- [Records for this task]:
_ _ _
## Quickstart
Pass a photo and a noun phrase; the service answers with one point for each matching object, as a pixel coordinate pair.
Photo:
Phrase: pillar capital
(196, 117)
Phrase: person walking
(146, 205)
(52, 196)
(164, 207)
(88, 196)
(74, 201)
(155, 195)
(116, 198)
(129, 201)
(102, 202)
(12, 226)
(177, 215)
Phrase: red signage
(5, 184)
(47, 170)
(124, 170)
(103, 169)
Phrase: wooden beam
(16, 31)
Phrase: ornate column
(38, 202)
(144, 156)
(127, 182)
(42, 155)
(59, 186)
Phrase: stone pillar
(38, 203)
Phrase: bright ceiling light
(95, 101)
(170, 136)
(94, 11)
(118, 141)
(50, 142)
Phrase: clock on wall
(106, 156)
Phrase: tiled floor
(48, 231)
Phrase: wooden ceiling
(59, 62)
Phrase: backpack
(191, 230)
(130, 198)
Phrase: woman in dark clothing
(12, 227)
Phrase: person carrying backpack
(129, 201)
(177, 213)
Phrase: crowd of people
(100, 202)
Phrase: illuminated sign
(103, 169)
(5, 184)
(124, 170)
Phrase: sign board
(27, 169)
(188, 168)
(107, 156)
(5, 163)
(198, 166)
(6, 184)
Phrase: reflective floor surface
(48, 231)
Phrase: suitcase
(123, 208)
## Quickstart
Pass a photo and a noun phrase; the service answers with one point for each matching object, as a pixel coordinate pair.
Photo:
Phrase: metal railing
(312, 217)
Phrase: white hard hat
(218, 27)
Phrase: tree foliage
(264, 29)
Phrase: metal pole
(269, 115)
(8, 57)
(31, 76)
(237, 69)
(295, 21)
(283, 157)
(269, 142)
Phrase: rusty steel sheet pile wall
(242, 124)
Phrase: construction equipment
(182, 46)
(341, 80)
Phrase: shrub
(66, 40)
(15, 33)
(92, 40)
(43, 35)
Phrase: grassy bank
_ _ _
- [Task item]: Look above for the line that contains "Phrase: tree foliage". That line and every line after it through the end of the data must be written out exactly, with nothing else.

- [Response area]:
Phrase: tree foliage
(264, 29)
Phrase: metal pole
(269, 115)
(8, 57)
(31, 76)
(237, 69)
(295, 21)
(283, 157)
(269, 142)
Phrase: rusty steel sheet pile wall
(242, 124)
Phrase: construction equipment
(182, 46)
(341, 80)
Phrase: shrub
(66, 40)
(15, 33)
(92, 40)
(43, 35)
Phrase: grassy bank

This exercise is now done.